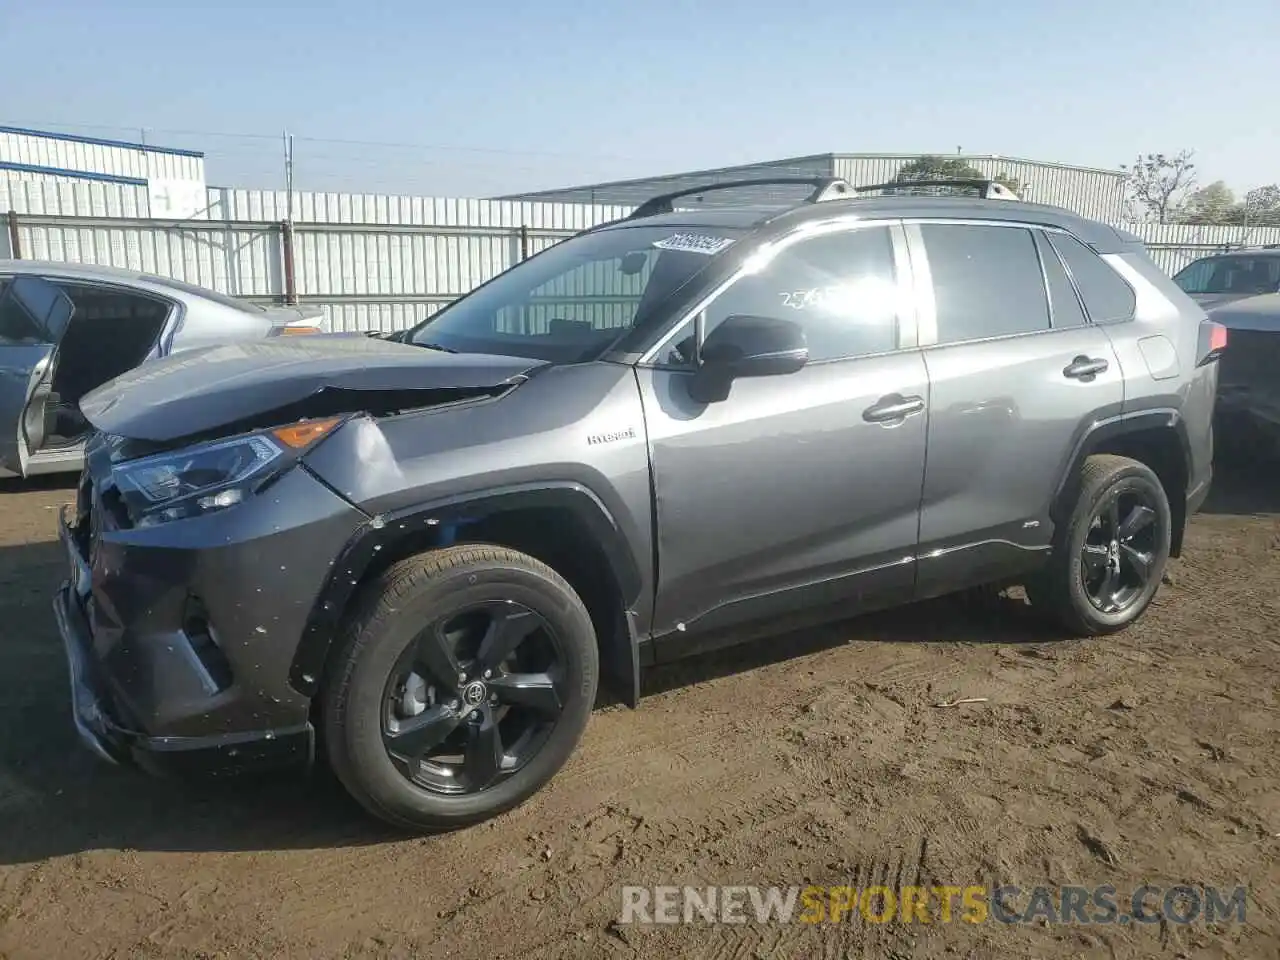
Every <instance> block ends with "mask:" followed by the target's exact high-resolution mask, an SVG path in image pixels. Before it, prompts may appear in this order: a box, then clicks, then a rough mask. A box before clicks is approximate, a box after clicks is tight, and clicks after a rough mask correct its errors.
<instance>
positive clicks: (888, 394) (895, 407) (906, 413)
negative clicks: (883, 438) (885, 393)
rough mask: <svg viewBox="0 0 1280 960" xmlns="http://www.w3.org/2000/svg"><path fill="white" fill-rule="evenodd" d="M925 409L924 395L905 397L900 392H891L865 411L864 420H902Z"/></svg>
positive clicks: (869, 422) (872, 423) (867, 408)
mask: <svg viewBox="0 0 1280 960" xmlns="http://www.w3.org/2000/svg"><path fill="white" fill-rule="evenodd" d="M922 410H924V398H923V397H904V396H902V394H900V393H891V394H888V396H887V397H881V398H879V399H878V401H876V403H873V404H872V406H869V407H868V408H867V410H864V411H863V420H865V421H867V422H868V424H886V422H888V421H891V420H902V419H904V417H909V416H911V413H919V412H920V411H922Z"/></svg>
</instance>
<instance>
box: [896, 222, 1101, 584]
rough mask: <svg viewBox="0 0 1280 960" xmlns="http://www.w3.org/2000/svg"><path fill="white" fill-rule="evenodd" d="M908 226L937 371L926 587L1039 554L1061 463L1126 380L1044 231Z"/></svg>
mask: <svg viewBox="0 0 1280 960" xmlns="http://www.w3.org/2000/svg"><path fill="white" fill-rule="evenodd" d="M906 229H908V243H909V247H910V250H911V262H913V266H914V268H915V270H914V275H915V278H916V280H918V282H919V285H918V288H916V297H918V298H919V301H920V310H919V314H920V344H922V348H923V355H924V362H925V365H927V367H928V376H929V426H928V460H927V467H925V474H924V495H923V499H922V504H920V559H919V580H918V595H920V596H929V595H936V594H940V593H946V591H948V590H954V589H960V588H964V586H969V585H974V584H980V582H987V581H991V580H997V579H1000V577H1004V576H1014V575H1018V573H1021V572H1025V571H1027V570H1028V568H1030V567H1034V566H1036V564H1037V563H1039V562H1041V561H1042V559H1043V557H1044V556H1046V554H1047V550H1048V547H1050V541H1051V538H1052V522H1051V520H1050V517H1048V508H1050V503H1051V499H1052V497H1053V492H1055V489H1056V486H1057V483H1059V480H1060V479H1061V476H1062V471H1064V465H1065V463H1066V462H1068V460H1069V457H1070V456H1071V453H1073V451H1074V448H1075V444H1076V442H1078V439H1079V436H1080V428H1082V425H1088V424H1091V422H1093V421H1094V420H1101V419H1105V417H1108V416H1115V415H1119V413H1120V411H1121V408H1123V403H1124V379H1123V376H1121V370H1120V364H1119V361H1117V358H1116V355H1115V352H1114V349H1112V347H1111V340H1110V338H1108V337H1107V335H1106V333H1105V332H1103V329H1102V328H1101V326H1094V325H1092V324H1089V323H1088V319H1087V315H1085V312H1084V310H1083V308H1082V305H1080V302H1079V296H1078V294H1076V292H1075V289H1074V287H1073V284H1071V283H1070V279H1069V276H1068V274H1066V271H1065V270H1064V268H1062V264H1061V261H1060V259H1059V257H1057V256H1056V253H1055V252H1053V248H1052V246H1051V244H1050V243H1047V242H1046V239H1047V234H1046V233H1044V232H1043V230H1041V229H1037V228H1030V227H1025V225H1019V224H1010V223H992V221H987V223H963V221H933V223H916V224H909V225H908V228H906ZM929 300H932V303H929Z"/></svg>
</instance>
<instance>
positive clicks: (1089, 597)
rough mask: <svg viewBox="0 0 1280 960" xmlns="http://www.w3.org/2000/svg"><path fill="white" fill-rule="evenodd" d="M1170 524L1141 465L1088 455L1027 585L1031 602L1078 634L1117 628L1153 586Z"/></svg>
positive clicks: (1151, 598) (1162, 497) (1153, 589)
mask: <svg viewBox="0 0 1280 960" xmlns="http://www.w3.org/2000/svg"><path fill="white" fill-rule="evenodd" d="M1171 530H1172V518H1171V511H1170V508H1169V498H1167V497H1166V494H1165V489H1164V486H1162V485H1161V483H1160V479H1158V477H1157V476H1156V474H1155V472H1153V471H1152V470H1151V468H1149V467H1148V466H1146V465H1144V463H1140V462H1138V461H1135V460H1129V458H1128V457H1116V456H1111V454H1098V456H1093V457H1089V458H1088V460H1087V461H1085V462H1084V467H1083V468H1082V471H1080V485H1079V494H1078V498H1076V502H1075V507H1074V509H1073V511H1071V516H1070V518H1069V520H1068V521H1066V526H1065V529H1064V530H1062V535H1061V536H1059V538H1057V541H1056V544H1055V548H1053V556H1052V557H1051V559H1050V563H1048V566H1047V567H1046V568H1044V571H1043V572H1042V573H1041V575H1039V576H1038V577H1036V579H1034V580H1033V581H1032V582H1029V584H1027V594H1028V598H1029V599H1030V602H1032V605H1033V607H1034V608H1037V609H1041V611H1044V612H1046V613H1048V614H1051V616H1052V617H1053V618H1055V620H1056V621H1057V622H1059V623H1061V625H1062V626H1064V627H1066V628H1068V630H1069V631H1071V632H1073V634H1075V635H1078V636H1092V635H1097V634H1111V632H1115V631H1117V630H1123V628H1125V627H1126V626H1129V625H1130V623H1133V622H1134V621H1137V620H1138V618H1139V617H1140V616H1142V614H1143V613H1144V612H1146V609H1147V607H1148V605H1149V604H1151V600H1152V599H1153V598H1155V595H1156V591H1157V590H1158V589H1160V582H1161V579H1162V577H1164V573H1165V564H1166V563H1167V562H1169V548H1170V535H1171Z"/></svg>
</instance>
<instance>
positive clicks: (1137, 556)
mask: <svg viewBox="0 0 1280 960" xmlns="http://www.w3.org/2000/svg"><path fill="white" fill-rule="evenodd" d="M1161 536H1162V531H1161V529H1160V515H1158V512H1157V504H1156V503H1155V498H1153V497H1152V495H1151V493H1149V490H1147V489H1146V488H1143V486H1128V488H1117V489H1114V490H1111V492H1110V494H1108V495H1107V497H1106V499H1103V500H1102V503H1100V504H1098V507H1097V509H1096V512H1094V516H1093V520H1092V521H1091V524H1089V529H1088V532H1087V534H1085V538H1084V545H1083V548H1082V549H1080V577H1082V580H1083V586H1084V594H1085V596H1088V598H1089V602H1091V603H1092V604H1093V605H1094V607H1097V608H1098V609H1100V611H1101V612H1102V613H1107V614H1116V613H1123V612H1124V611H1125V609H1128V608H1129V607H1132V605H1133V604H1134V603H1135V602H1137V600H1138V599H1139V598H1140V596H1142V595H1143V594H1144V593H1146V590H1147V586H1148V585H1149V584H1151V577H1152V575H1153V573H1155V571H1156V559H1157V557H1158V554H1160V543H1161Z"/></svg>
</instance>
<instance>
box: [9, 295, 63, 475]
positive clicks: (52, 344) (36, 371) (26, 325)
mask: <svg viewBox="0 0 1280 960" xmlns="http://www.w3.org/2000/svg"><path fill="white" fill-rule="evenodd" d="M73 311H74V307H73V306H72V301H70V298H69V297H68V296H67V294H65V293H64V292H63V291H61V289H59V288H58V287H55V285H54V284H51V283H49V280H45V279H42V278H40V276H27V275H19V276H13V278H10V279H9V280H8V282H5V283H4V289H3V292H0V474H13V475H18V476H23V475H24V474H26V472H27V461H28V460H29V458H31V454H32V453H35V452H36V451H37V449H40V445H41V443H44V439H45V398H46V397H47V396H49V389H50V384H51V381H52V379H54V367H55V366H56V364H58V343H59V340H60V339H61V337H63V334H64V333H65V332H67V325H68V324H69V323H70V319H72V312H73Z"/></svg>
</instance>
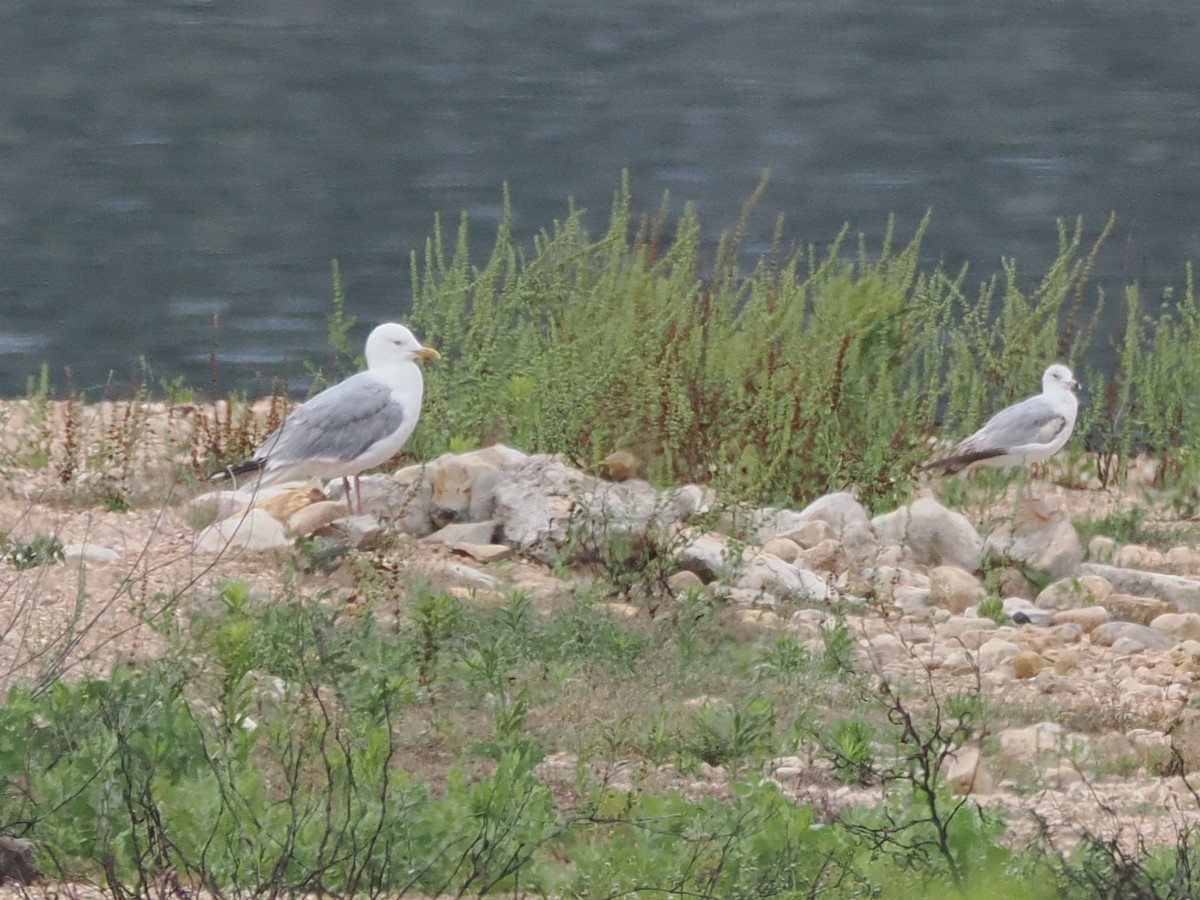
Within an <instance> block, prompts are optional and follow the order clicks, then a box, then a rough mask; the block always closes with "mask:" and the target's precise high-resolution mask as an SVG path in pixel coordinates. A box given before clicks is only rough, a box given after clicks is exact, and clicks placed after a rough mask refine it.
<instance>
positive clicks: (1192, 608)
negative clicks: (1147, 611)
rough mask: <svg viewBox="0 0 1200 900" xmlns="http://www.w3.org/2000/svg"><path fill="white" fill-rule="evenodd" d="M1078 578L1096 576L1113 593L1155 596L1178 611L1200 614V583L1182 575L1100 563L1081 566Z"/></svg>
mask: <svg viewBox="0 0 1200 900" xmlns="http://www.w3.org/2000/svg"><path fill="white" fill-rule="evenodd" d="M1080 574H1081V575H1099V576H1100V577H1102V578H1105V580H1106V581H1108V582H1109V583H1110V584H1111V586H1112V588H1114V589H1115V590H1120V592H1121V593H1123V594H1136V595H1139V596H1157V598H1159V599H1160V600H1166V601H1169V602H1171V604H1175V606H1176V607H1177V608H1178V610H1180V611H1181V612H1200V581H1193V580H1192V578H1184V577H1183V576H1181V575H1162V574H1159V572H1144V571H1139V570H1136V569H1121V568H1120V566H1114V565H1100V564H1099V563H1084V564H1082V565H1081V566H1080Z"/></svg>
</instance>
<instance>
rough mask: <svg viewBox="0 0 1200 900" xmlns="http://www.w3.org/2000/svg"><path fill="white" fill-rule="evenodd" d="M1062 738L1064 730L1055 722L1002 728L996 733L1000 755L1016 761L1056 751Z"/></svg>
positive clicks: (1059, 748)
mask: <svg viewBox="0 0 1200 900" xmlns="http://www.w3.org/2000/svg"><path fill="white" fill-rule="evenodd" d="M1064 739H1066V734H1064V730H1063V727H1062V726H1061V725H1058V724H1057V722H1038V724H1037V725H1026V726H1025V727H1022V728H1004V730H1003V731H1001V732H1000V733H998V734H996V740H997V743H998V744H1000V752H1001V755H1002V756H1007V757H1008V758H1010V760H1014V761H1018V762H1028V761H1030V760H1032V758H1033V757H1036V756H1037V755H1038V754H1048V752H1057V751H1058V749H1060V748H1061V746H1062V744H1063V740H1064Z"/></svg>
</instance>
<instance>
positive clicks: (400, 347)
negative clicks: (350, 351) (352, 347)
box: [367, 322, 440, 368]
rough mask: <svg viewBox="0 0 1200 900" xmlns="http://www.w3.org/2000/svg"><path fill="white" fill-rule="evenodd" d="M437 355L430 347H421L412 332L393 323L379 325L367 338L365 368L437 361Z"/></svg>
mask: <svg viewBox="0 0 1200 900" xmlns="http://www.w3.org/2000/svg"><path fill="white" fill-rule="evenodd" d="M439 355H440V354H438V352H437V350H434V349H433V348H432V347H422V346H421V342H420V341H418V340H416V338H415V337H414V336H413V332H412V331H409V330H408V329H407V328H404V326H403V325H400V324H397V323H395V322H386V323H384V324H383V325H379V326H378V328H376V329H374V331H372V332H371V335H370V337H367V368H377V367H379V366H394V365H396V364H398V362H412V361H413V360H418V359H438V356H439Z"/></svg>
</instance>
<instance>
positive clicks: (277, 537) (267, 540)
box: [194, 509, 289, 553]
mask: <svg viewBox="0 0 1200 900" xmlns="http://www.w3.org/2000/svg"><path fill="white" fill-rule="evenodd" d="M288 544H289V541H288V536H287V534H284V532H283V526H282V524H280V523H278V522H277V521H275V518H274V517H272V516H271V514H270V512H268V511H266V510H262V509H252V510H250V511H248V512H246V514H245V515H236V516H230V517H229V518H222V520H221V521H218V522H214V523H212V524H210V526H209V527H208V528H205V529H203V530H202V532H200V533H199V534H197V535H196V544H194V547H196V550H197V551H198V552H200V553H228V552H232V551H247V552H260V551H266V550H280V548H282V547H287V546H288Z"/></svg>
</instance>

──────

[REQUIREMENT] Recast the listing above as a JSON list of strings, one string per line, from its beginning through the line containing "positive clicks: (869, 422)". Omit blank lines and leave the pictures out of the answer.

[SOLUTION]
[
  "Every <instance> block ends with \"mask:\" followed by the target's exact high-resolution mask, an SVG path in image pixels. Before it, prompts may appear in this order: a box, then clicks, then a rough mask. A box before clicks is approximate, a box after clicks is tight, and clicks after a rough mask correct its errors.",
  "<instance>",
  "positive clicks: (888, 394) (895, 407) (906, 413)",
  "negative clicks: (883, 438) (885, 393)",
  "rough mask: <svg viewBox=\"0 0 1280 960\" xmlns=\"http://www.w3.org/2000/svg\"><path fill=\"white\" fill-rule=\"evenodd\" d=\"M925 409L924 395L905 397L900 392H891L865 411L864 420H902Z\"/></svg>",
  "positive clicks: (869, 422) (872, 423) (867, 408)"
]